▶
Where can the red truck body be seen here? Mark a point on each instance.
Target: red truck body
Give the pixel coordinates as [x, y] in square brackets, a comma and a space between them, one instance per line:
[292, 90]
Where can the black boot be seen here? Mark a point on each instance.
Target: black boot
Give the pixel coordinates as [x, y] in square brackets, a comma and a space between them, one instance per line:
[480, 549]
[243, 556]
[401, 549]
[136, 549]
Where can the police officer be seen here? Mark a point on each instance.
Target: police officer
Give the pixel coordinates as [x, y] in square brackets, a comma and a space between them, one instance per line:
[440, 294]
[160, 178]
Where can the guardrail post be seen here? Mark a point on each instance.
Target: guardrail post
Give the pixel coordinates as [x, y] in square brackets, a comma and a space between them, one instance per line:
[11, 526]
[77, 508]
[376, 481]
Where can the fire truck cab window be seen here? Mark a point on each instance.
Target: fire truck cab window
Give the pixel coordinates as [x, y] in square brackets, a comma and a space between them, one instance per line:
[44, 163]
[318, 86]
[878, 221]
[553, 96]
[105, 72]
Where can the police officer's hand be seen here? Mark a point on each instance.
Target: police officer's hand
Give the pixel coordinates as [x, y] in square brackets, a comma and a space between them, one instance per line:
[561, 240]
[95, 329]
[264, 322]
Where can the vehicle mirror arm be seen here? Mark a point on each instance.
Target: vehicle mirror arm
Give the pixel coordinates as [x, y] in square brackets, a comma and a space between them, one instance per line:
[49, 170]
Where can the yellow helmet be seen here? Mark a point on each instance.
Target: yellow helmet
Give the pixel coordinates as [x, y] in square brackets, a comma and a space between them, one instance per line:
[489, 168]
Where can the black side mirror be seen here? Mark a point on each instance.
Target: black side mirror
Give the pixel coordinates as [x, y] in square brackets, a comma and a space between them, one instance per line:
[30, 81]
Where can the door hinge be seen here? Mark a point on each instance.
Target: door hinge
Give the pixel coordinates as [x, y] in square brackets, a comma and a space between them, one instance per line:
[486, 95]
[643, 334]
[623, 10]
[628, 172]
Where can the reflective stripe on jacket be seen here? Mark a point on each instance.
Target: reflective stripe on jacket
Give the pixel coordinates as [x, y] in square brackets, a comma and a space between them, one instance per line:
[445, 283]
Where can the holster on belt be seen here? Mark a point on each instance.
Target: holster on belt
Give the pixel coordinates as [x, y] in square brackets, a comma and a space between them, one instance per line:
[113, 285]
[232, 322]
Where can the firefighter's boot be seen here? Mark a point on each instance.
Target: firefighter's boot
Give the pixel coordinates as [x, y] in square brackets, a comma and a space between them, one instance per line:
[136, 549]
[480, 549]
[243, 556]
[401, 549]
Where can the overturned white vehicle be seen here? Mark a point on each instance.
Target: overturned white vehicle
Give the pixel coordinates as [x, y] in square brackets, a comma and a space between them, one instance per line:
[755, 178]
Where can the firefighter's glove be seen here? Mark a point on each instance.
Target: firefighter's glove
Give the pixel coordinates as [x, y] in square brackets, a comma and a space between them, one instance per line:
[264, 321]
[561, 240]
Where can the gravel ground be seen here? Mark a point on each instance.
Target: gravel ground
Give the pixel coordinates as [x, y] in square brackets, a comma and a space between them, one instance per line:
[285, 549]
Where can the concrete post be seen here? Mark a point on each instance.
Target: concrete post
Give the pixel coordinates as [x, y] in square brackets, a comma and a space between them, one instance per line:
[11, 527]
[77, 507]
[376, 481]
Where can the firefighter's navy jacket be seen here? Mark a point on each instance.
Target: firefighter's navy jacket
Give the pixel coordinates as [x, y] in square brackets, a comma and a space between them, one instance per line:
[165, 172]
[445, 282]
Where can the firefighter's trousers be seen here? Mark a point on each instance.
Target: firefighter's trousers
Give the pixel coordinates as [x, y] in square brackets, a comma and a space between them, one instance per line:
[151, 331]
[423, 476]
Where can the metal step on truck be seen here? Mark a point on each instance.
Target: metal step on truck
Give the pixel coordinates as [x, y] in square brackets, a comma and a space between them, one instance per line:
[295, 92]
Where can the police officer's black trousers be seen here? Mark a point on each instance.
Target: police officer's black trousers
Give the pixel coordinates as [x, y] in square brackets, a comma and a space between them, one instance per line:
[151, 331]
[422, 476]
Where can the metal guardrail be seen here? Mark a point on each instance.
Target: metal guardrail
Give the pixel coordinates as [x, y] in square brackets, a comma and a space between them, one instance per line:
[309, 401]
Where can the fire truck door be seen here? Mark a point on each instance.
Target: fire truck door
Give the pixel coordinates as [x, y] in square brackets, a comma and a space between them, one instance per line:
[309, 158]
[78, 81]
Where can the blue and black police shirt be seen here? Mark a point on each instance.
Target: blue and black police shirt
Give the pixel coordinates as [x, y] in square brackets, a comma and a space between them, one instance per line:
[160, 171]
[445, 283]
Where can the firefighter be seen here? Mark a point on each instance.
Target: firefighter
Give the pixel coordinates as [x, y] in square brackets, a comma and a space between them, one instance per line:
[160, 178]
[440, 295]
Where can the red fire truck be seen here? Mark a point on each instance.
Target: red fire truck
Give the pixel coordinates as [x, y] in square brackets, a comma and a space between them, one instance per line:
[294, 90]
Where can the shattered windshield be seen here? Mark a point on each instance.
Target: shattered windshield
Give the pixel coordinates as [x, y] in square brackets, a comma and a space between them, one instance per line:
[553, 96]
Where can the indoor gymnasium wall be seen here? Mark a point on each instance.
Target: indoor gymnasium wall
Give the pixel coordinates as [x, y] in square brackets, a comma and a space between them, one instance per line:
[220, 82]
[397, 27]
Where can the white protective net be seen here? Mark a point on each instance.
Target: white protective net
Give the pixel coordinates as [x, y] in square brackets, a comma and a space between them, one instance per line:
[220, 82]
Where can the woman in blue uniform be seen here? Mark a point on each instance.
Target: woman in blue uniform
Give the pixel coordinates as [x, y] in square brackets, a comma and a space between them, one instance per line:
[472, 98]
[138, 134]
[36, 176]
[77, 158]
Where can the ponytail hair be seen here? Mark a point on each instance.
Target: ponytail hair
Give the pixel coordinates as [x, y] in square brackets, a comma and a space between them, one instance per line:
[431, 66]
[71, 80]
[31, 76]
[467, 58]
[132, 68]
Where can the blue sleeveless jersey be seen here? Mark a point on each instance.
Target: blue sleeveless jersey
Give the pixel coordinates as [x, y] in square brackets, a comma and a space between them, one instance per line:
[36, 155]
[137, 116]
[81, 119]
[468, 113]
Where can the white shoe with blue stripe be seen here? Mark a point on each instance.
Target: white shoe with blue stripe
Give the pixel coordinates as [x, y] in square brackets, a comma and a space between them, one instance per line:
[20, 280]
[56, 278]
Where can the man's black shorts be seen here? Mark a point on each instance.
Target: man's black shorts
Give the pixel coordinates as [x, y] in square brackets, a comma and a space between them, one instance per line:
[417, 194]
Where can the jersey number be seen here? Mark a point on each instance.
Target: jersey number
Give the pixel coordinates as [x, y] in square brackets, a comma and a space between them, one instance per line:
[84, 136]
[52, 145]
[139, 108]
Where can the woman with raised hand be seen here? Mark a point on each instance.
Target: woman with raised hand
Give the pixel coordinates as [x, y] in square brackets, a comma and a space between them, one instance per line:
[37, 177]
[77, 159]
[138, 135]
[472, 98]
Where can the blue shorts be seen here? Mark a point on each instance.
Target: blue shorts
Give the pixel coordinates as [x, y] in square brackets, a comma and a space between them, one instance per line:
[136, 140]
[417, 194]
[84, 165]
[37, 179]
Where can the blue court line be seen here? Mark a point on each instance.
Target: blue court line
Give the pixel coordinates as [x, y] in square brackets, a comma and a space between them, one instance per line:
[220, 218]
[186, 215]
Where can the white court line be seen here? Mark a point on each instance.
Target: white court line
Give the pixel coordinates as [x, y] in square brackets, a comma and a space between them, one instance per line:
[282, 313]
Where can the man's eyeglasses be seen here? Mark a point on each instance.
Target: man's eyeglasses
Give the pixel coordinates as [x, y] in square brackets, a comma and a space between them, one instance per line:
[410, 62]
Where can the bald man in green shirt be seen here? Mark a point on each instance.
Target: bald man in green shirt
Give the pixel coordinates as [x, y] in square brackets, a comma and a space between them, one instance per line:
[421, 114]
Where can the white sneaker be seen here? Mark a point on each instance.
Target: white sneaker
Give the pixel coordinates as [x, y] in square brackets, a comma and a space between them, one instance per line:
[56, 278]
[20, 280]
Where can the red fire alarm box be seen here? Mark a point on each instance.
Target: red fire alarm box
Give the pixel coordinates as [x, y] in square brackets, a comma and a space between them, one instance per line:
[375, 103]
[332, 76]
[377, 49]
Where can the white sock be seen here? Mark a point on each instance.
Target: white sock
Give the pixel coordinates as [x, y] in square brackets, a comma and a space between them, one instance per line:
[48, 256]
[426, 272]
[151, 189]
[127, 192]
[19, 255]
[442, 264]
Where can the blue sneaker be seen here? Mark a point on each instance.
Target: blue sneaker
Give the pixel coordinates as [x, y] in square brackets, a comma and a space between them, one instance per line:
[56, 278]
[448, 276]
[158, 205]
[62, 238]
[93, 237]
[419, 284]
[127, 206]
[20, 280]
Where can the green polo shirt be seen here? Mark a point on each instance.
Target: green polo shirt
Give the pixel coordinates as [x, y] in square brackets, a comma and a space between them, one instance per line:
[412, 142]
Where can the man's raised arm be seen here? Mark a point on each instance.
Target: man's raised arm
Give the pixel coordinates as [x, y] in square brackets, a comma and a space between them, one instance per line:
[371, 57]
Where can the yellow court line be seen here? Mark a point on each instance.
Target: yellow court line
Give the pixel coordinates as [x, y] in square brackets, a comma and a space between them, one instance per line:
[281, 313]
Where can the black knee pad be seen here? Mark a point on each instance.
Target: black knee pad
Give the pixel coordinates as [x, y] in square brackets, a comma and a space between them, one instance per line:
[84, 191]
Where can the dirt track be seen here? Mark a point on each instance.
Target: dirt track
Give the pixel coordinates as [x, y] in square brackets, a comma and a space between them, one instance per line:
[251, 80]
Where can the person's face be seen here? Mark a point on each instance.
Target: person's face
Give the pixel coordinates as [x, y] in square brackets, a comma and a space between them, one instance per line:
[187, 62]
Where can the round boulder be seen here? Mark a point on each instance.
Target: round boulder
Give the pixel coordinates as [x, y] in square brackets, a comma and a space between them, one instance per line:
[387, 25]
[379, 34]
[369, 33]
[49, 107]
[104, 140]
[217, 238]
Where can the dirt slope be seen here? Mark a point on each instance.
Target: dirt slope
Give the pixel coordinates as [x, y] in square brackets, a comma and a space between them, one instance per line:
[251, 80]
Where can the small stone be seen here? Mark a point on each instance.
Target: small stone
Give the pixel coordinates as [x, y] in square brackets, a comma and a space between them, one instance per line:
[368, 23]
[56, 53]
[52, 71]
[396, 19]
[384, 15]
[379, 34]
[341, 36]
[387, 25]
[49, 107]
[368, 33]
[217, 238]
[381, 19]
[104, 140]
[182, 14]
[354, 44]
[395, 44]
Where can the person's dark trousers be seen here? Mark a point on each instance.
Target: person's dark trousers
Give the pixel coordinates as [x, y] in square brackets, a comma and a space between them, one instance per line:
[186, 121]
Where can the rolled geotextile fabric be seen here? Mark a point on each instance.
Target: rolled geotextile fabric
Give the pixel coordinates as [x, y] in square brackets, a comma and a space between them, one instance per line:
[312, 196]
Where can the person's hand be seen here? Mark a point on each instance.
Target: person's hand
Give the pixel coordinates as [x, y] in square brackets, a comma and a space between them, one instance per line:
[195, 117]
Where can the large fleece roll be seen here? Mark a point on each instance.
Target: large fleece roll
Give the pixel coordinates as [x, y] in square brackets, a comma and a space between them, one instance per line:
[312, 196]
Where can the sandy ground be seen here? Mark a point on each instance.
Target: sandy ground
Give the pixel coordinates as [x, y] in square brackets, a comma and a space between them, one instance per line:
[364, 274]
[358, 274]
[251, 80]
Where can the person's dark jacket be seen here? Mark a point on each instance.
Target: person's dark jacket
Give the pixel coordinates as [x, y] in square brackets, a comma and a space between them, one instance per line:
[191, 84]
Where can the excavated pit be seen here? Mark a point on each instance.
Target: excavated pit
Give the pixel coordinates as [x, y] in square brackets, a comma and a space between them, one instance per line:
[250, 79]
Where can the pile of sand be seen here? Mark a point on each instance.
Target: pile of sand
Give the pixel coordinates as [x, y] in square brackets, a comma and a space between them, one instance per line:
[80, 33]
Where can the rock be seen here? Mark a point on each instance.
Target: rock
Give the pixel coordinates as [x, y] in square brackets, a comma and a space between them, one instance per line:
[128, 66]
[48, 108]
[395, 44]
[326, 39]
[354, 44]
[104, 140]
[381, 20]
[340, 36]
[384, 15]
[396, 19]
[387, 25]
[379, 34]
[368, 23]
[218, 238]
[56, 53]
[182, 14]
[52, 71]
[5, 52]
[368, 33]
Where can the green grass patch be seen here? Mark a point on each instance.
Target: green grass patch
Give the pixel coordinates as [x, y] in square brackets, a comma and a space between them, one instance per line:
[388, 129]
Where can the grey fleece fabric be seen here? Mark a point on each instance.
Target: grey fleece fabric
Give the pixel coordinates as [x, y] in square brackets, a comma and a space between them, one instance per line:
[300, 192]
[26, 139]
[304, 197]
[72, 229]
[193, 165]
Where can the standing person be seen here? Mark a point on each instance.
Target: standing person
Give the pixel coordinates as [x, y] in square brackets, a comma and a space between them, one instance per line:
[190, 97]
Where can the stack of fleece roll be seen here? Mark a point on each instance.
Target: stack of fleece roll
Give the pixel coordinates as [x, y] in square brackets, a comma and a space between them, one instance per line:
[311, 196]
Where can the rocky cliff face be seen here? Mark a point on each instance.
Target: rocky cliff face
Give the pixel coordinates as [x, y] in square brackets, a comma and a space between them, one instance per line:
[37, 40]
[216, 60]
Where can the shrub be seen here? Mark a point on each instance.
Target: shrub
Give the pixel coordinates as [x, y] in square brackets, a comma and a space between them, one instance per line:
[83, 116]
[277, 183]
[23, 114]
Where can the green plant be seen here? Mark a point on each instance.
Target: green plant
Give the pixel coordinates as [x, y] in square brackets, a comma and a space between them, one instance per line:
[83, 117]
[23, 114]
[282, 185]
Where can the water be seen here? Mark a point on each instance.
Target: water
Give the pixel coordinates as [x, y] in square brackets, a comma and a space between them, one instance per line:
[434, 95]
◀
__What needs to be done__.
Each line between the start of the listing above and the line containing "Target: black boot", with both ends counted, is to be set down unchanged.

__Answer below__.
Where can the red truck body be seen here? Mark a point on each instance.
Target: red truck body
Give the pixel coordinates as [x, y] in square brackets, a comma and a space between them, one instance per line:
[292, 90]
Where can the black boot be seen here? Mark a point on each instance.
Target: black boot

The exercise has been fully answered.